[Material supplied Boundary: Start]
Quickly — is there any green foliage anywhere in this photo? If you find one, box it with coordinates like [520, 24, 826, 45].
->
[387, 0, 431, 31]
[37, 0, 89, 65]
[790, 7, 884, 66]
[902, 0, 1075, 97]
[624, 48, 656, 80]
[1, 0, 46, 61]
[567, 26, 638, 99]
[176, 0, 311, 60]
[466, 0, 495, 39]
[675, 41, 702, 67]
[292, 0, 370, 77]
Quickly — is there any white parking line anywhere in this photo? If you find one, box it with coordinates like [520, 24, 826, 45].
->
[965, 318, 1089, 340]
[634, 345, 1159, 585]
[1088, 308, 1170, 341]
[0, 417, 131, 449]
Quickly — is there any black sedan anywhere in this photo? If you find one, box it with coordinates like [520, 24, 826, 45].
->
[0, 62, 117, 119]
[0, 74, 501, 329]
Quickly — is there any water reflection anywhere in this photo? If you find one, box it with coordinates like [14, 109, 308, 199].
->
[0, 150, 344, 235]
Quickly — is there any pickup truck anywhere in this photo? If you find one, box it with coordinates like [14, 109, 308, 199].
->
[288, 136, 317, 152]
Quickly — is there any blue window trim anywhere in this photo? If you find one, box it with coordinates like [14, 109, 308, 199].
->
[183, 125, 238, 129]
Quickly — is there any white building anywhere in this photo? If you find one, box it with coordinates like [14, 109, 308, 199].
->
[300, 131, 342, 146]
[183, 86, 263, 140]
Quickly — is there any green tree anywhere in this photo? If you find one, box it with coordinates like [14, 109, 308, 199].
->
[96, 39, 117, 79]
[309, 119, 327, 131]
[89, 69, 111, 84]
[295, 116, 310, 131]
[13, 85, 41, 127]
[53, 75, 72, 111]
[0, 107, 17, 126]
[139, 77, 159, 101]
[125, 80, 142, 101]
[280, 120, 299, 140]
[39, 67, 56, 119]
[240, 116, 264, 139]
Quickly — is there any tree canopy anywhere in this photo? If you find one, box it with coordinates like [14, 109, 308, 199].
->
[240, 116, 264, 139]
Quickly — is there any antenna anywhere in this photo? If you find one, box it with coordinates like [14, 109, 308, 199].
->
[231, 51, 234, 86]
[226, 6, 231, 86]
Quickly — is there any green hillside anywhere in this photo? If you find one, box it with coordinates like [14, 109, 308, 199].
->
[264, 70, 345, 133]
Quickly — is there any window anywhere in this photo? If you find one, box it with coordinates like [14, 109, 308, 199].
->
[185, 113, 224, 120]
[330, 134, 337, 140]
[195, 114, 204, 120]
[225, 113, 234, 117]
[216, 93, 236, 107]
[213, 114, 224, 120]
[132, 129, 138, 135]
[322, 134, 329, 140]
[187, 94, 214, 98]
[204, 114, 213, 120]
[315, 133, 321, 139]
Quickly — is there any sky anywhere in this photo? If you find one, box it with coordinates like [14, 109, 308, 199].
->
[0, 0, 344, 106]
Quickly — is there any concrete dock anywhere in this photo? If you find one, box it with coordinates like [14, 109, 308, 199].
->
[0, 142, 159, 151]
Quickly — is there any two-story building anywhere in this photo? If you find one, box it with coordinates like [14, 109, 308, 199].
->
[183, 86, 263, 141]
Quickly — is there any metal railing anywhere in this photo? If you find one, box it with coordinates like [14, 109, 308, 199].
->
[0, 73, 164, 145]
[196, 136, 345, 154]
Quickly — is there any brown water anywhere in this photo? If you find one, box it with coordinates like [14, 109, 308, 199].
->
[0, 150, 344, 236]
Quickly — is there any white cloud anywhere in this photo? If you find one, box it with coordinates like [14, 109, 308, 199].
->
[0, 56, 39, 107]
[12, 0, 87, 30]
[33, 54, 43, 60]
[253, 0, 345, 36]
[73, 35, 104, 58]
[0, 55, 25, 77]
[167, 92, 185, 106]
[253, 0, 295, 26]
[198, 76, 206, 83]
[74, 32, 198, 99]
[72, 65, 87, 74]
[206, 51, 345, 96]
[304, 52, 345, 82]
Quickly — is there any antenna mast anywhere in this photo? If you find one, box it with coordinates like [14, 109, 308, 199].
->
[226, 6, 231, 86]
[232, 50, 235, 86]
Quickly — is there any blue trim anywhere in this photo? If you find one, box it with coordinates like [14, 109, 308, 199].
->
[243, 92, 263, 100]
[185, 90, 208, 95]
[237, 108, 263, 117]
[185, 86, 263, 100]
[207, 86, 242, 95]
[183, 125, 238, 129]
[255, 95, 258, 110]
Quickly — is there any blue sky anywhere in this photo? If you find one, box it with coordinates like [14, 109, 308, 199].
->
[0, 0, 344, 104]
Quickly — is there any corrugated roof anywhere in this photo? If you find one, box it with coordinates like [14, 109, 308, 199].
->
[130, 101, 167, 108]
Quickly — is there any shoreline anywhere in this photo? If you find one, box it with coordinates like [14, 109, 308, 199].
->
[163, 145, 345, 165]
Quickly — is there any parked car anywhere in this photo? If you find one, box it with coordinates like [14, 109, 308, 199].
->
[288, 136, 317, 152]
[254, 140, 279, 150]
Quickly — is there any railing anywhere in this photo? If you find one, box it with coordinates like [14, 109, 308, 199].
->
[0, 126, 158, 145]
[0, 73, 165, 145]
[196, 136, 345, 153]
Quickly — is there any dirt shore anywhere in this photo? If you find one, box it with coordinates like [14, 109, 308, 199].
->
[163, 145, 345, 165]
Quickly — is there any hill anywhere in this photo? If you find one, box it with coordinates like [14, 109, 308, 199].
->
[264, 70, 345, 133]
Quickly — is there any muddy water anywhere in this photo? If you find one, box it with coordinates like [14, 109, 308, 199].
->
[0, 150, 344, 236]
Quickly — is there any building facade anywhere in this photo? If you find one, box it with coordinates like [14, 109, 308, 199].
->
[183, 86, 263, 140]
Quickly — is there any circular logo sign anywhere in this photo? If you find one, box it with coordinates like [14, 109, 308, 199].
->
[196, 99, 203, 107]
[Material supplied Boundary: End]
#### Exercise directions:
Take the entries above and repeat them verbatim.

#### Finished task:
Quickly — is there any green foliage anywhere in this photo? If you find one, box it with coordinates like [520, 24, 826, 45].
->
[387, 0, 431, 31]
[37, 0, 89, 65]
[790, 7, 884, 66]
[902, 0, 1075, 97]
[624, 48, 656, 80]
[1, 0, 46, 61]
[567, 26, 638, 99]
[176, 0, 311, 60]
[466, 0, 495, 39]
[675, 41, 702, 67]
[292, 0, 370, 77]
Quickly — is there any white parking line anywhere in this photo? If you find one, box it with coordinates like [520, 24, 826, 45].
->
[965, 318, 1089, 340]
[634, 345, 1159, 585]
[1088, 308, 1170, 341]
[0, 417, 131, 449]
Quickly — is there any black sedan anywhere in this photo? If you find one, box it with coordinates like [520, 24, 826, 45].
->
[0, 62, 117, 119]
[0, 74, 501, 329]
Quickly — is there any water reflection anywhere in this photo? If you find one, box it with coordinates like [14, 109, 308, 199].
->
[0, 150, 344, 235]
Quickly — is there any pickup truck anywhere in this photo? If you find one, box it with coordinates like [14, 109, 308, 199].
->
[288, 136, 317, 152]
Quickly — is there any blue window trim anywhere in this photo? If you find one, box it with coordinates like [14, 109, 308, 199].
->
[183, 125, 238, 129]
Quickly — is there any white building anywhere in this photo? If you find one, box it with coordinates like [14, 109, 308, 199].
->
[300, 131, 342, 146]
[183, 86, 263, 140]
Quickly — is there any green tree anywhere in this photo? If you find one, box it with coordinates like [14, 109, 308, 199].
->
[96, 39, 117, 79]
[309, 119, 327, 131]
[89, 69, 111, 84]
[295, 116, 310, 131]
[13, 85, 41, 127]
[53, 75, 72, 111]
[0, 107, 17, 126]
[139, 77, 159, 101]
[125, 80, 142, 101]
[280, 120, 299, 140]
[39, 67, 56, 119]
[240, 116, 264, 139]
Quickly — is there any tree canopy anywhere in this photo? If you find one, box it with coordinates like [14, 109, 308, 199].
->
[240, 116, 264, 139]
Quickly — is there any antenna anywhere in this photo? If you find one, box it with coordinates like [14, 109, 308, 199].
->
[231, 51, 234, 86]
[226, 6, 231, 86]
Quickly — is there any green hillside anywhere in this photo? If you find one, box it with coordinates like [14, 109, 308, 199].
->
[264, 70, 345, 133]
Quickly — is there any window anywhere in this photo? If you find one, box it with coordinates like [14, 109, 308, 199].
->
[185, 113, 224, 120]
[330, 134, 337, 140]
[195, 114, 204, 120]
[225, 113, 234, 117]
[216, 93, 236, 107]
[213, 114, 224, 120]
[132, 129, 138, 135]
[322, 134, 329, 140]
[187, 94, 214, 98]
[204, 114, 213, 120]
[315, 133, 321, 139]
Quickly — is there any sky anywhere in this photo? If you find one, box it with coordinates like [14, 109, 308, 199].
->
[0, 0, 344, 106]
Quickly — is there any concrete dock anywhere in this photo? If you find one, box it with coordinates like [14, 109, 308, 199].
->
[0, 142, 159, 151]
Quickly — is there any two-story building anywhere in this photo? If you find one, box it with coordinates like [14, 109, 308, 199].
->
[183, 86, 263, 141]
Quickly — is there any metal railing anywhere in this photo? If you find one, box it with coordinates like [14, 109, 308, 199].
->
[0, 73, 164, 145]
[196, 136, 345, 154]
Quickly — is there any brown water anywhere in this photo? If you find one, box it with coordinates like [14, 109, 308, 199].
->
[0, 150, 344, 236]
Quickly — is there any white cloud anywhere in this photo? If you find one, box it with coordinates like [14, 109, 308, 199].
->
[0, 56, 39, 107]
[12, 0, 87, 30]
[33, 54, 43, 60]
[253, 0, 345, 36]
[73, 35, 104, 58]
[0, 55, 25, 77]
[167, 92, 185, 106]
[253, 0, 295, 26]
[198, 76, 206, 83]
[74, 32, 198, 99]
[72, 65, 87, 74]
[206, 51, 345, 96]
[304, 52, 345, 82]
Quickly — is there any antenna mast anywhere in this photo? If you find one, box it with coordinates like [14, 109, 308, 199].
->
[226, 6, 231, 86]
[232, 50, 235, 86]
Quickly — is there any blue trim anywhere in this photo? If you find one, box it with coordinates like [14, 109, 308, 199].
->
[243, 92, 263, 100]
[185, 90, 208, 95]
[237, 108, 263, 117]
[185, 86, 263, 100]
[207, 86, 242, 95]
[183, 125, 238, 129]
[255, 95, 258, 110]
Quickly — is there any blue sky anywhere in this photo? If you find one, box it with coordinates like [14, 109, 308, 199].
->
[0, 0, 344, 104]
Quickly — is there any corrugated roof anywhere in this photo? If you find one, box it with coordinates like [14, 109, 308, 199].
->
[130, 101, 167, 108]
Quickly — is there any shoreline anywhere in this photo? If you find one, box it with coordinates like [14, 109, 308, 199].
->
[163, 145, 345, 165]
Quickly — is there any parked car anywhere in this photo? If you find one, box it with coordinates like [14, 109, 308, 199].
->
[288, 136, 317, 152]
[254, 140, 279, 150]
Quickly — is there any railing anywhere in this photo? If you find one, box it with coordinates like [14, 109, 308, 199].
->
[0, 126, 158, 145]
[0, 73, 165, 145]
[196, 136, 345, 153]
Quickly — is there any dirt shore anywhere in this photo? If you find one, box it with coordinates like [14, 109, 308, 199].
->
[163, 145, 345, 165]
Quickly — is there any hill anywhere in this photo? If you find one, box it with coordinates like [14, 109, 308, 199].
->
[264, 70, 345, 133]
Quickly — is there any muddy water anywhere in this photo? If you find one, box it with coordinates like [14, 109, 308, 199].
->
[0, 150, 344, 236]
Quickly — is there any building facade anywhere in this photo? If you find one, box it with coordinates like [14, 109, 308, 199].
->
[183, 86, 263, 140]
Quickly — is there any circular logo sign anywhere in this photo? If you find one, box it with coordinates like [14, 109, 308, 199].
->
[196, 99, 203, 107]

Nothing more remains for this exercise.